━━━ Texto proporcionado ━━━

Este soneto es un prodigio se lo mire por dónde se lo mire. Desde el título hasta el último verso cada pieza encaja en su lugar a la perfección, como si ese y no otro fuera su lugar. Nada perturba el delicado y a la vez potente equilibrio logrado por la poeta. El título anuncia algo que aún no ha sucedido (y por ello es el poema-pórtico): estamos en las vísperas, en el momento antes del gran momento esperado. El yo lírico se dirige entonces a otro "cantor" como él mismo, el grillo. El vocativo "mínimo" no debiera interpretarse por la negativa sino por la positiva: mínimo en su tamaño, enorme en su incansable capacidad de canto. Un primer quiebre se produce en la mitad misma del primer verso: en lugar de decirle 'escucha' u 'oye', el yo lírico le dice al grillo: "mira" (correspondiéndose con la misión, si alguna tuviera, del arte, la de decirnos "mirá -y mirá bien lo que te muestro-") y a continuación, señala qué debe mirar.

━━━ Información registrada ━━━

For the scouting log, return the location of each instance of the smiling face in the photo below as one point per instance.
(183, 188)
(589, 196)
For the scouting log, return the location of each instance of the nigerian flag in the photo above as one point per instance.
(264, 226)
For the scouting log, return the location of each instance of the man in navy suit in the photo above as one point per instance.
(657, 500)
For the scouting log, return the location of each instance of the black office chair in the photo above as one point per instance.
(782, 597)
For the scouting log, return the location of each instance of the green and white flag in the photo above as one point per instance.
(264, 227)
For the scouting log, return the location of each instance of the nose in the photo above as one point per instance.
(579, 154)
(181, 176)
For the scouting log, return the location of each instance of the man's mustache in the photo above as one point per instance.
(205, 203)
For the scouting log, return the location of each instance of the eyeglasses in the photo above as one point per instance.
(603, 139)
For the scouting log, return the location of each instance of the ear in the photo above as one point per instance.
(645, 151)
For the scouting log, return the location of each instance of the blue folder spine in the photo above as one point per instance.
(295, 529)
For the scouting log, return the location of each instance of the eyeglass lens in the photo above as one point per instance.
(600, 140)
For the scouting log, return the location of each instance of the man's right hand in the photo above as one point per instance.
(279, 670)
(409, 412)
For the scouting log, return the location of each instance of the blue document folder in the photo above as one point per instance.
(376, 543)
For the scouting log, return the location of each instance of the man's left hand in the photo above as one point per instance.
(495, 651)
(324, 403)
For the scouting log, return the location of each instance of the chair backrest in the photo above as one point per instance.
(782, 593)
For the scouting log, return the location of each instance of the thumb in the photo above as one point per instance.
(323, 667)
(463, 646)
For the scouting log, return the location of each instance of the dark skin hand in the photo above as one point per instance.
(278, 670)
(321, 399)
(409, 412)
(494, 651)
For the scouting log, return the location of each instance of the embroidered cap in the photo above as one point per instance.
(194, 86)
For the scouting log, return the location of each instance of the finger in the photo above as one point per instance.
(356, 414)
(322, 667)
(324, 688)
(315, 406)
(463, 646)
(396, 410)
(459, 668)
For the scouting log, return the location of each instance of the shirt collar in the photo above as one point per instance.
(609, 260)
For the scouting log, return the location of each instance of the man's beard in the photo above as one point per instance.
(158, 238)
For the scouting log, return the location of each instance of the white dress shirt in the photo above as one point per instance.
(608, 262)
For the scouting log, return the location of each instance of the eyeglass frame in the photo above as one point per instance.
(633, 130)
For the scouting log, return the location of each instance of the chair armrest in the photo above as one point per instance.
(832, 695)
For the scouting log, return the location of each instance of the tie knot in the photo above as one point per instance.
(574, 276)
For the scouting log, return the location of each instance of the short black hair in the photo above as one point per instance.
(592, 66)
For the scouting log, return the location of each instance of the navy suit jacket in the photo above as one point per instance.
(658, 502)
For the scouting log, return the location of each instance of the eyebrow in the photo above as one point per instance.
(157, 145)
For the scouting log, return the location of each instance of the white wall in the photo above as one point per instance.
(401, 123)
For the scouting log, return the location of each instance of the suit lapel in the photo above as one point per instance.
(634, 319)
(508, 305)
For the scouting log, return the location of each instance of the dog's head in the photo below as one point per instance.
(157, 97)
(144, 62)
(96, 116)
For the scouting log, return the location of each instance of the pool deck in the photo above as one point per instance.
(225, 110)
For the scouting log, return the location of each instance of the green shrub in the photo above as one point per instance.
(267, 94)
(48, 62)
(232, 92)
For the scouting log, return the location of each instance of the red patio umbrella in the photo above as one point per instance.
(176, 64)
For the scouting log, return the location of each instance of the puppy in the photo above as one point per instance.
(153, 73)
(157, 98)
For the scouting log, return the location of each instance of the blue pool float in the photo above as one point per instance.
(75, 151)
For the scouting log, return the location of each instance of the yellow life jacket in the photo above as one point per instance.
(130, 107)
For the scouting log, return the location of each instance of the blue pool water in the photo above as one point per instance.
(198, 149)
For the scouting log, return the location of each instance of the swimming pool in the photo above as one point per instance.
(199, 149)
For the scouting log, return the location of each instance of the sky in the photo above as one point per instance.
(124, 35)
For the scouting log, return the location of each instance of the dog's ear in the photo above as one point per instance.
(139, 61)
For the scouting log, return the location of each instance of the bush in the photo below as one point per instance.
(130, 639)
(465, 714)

━━━
━━━ Información registrada ━━━

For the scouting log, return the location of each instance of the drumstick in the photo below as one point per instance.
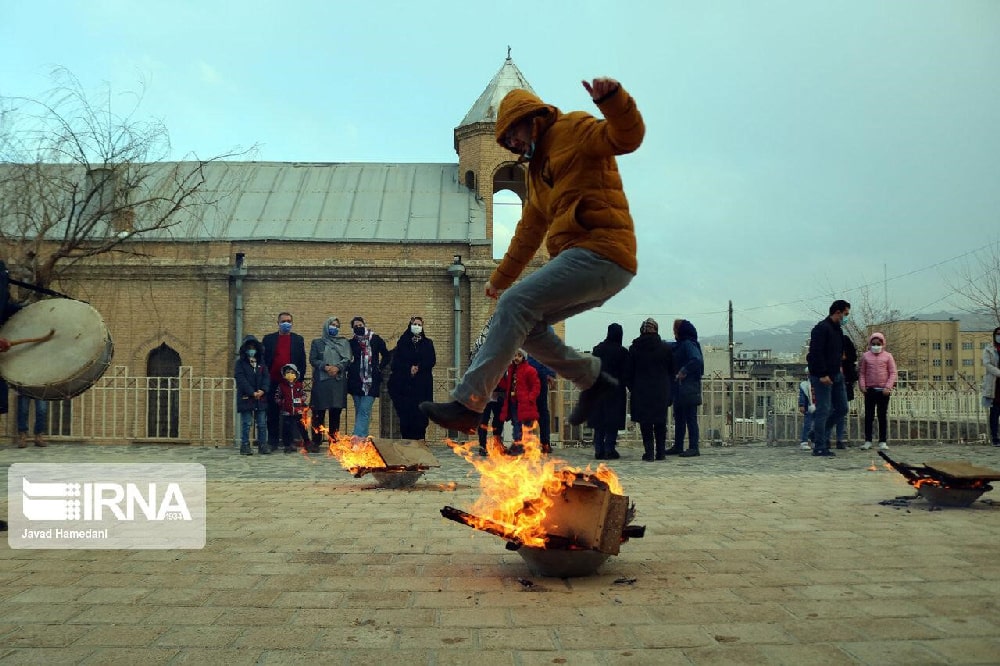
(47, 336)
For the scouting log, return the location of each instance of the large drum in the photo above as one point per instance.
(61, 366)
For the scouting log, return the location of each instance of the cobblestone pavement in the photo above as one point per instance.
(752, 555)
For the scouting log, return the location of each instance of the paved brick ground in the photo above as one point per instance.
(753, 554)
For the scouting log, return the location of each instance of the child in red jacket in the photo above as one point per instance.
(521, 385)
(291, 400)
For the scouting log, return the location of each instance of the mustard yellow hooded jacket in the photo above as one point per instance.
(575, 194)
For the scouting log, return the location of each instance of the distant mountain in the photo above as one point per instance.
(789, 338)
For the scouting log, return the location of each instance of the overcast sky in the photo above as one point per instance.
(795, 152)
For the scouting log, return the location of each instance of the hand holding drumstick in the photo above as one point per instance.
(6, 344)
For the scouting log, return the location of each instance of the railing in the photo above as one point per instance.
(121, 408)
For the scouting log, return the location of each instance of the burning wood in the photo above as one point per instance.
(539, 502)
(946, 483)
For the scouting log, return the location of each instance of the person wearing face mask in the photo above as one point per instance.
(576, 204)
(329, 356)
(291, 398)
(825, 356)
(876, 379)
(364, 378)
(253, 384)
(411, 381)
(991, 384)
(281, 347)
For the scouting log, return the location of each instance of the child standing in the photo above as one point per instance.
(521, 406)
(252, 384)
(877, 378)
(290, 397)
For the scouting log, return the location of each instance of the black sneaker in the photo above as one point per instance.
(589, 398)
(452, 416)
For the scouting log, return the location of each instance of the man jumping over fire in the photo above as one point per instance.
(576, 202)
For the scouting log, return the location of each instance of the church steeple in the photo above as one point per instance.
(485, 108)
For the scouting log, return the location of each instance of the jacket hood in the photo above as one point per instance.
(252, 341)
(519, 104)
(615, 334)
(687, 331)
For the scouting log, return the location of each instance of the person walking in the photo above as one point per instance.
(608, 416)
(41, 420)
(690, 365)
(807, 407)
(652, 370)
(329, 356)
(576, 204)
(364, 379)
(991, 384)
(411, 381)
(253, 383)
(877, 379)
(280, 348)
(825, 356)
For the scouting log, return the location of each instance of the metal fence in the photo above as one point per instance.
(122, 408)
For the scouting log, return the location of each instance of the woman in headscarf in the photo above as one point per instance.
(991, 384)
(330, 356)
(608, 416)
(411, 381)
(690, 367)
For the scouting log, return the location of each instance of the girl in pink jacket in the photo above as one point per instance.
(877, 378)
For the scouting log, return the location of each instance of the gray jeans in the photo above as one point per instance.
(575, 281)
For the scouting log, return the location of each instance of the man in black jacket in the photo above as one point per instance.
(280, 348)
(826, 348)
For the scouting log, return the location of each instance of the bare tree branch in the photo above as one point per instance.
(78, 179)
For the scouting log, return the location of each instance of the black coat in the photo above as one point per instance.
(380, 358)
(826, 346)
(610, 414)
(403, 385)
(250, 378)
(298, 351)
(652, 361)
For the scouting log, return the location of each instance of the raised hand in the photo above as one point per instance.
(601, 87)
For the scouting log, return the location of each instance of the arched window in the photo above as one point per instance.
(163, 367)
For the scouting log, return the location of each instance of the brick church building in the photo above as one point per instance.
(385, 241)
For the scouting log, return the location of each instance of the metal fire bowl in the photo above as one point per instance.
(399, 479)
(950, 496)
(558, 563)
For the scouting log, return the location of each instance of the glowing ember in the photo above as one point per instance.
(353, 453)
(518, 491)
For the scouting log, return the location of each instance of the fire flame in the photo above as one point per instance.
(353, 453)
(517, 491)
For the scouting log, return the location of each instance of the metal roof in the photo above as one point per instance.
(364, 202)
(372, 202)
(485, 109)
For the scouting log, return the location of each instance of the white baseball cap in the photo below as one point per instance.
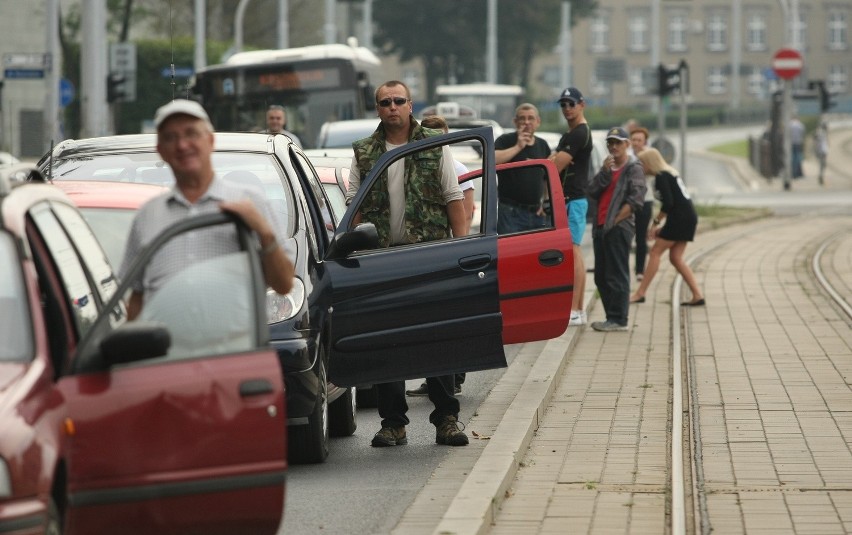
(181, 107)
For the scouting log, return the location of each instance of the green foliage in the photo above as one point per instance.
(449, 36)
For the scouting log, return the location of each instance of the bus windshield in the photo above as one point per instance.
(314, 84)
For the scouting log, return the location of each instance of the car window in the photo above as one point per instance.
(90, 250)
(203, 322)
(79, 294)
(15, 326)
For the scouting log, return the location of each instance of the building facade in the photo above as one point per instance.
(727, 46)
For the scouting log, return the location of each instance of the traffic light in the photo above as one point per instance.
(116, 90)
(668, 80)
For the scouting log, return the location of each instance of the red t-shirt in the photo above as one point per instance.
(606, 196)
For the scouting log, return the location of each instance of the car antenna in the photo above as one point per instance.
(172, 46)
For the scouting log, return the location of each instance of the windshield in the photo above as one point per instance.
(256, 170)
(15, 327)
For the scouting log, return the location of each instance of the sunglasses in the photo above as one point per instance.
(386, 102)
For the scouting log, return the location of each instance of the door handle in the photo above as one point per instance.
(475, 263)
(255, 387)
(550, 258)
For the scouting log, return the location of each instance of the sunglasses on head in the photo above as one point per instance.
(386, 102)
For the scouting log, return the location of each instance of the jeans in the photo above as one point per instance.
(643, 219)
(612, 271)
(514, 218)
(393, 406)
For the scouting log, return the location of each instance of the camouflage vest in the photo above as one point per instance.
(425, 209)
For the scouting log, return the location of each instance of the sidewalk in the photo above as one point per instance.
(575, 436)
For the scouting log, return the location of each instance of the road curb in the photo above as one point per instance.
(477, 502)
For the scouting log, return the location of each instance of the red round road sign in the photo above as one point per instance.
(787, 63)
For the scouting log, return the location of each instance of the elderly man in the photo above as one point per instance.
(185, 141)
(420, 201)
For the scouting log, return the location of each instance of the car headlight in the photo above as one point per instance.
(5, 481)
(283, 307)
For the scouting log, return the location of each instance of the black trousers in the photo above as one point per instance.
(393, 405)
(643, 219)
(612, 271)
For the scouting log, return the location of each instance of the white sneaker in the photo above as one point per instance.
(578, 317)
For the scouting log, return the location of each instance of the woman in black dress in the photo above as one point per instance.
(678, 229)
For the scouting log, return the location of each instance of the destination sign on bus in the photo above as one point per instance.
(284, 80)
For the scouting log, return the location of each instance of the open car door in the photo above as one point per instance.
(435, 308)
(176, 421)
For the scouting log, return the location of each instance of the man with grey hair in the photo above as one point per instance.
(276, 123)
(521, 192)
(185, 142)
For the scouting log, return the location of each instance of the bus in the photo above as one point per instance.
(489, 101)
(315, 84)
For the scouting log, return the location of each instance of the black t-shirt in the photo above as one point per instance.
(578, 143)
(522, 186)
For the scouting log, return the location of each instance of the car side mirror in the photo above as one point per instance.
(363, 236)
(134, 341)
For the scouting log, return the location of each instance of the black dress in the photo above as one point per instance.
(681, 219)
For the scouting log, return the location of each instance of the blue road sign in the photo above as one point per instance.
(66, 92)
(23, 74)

━━━
━━━ Información registrada ━━━

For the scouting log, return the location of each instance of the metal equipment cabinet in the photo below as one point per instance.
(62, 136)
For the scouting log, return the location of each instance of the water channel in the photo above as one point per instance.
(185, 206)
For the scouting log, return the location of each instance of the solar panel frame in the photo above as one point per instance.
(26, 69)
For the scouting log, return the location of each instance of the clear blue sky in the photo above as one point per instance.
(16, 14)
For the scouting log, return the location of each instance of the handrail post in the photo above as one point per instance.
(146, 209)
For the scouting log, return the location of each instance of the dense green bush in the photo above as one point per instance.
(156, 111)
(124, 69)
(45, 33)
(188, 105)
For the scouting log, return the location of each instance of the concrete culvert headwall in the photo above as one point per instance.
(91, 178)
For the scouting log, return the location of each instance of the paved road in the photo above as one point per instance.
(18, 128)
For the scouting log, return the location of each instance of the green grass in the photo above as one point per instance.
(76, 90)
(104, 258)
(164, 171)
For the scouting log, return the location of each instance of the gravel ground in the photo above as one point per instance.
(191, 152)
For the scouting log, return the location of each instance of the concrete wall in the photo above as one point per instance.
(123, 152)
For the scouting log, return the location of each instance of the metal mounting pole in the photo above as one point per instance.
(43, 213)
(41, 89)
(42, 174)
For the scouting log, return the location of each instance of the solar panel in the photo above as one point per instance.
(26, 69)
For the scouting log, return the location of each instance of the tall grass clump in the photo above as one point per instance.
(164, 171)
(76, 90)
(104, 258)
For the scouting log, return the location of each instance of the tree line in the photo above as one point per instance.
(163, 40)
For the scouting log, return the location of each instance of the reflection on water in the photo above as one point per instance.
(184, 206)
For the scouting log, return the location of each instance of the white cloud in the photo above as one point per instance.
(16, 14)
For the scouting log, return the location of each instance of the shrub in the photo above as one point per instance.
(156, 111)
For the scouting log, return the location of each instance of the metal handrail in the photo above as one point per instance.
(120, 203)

━━━

__Instrucciones de la tarea__.
En el texto sobre el soneto, ¿qué palabra le dice el yo lírico al grillo en lugar de decirle «escucha» u «oye»? Los registros no tienen relación alguna con el texto.

__Respuesta del ejercicio__.
Le dice «mira».